Recorded data Block Start

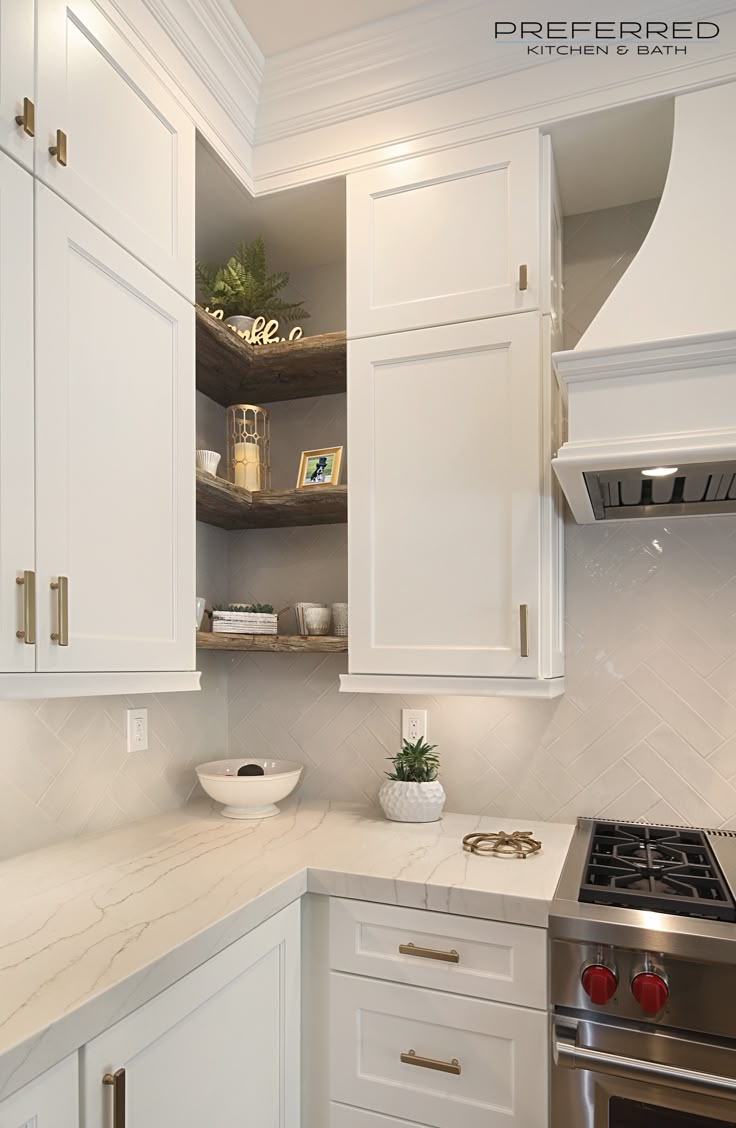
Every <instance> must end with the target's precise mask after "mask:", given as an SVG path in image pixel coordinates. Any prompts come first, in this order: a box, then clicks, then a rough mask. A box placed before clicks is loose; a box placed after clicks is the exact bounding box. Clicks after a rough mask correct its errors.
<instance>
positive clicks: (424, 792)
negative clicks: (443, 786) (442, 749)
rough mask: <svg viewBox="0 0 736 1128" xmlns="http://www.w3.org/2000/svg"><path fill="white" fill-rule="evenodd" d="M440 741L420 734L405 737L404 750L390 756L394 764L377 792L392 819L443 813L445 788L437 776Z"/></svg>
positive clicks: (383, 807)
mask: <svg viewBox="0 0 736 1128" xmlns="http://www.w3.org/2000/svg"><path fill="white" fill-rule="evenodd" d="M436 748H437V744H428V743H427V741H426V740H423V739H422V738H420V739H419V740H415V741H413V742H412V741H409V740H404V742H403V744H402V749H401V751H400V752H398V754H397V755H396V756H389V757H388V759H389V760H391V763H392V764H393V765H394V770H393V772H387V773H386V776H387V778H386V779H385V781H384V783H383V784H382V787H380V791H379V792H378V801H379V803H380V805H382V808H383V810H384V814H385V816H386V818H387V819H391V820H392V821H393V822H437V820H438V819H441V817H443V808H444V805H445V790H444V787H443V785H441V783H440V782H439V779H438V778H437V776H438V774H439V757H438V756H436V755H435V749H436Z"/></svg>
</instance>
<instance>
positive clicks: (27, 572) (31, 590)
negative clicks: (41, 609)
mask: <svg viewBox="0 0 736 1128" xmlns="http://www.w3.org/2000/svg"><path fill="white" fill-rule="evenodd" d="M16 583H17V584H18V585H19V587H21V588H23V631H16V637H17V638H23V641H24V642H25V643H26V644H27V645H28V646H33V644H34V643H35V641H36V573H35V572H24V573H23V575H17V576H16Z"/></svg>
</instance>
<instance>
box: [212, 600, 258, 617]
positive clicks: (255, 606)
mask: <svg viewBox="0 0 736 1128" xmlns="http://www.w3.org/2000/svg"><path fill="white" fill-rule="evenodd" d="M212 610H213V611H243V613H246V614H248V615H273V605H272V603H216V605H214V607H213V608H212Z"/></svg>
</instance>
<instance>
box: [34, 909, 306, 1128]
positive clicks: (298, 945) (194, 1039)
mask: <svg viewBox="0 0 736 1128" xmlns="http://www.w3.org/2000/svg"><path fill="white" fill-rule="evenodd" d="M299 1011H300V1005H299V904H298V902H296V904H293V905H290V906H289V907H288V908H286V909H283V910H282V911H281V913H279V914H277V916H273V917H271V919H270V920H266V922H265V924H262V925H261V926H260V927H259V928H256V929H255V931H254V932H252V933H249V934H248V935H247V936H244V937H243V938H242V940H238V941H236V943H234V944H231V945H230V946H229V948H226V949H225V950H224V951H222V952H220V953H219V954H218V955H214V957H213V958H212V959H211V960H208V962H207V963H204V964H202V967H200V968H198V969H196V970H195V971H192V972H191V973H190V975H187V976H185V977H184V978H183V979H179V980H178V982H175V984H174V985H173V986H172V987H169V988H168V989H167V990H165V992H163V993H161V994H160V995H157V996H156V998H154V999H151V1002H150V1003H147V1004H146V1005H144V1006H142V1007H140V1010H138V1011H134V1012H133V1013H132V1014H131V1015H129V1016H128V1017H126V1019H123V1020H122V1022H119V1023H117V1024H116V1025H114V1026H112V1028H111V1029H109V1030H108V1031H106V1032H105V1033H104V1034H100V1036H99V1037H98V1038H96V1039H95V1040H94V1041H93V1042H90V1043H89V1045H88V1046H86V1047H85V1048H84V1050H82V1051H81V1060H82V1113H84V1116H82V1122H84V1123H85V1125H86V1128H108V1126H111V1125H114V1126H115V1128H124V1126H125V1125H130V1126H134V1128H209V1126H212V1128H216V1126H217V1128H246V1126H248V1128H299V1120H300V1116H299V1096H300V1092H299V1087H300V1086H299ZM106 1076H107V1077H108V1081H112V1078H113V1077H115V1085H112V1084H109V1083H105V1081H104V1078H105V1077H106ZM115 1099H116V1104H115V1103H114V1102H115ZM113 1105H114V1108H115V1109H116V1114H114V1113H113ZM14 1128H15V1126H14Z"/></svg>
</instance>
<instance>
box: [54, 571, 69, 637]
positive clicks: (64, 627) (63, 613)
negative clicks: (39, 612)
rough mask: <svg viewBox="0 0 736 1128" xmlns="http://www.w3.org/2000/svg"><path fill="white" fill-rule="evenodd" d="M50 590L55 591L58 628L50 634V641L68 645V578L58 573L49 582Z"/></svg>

Recorded data Block End

**Exercise instructions**
Each line above where the word "rough" occurs should be copied out.

**Task result**
Every <instance> must end with the target's precise mask after "mask:", given as an SVG path in image pixel coordinates. Any prompts come first, in this order: a box, then clicks, then a rough mask. A box placed before clicks is loose; a box placed after clicks is the exact bounding box. Clicks after a rough mask correct its errors.
rough mask: <svg viewBox="0 0 736 1128" xmlns="http://www.w3.org/2000/svg"><path fill="white" fill-rule="evenodd" d="M440 741L420 734L405 737L404 750L390 756L394 764L377 792L392 819L443 813L445 788L437 776Z"/></svg>
rough mask: <svg viewBox="0 0 736 1128" xmlns="http://www.w3.org/2000/svg"><path fill="white" fill-rule="evenodd" d="M50 590L55 591L58 628L50 634V641L68 645V578L58 573L49 582Z"/></svg>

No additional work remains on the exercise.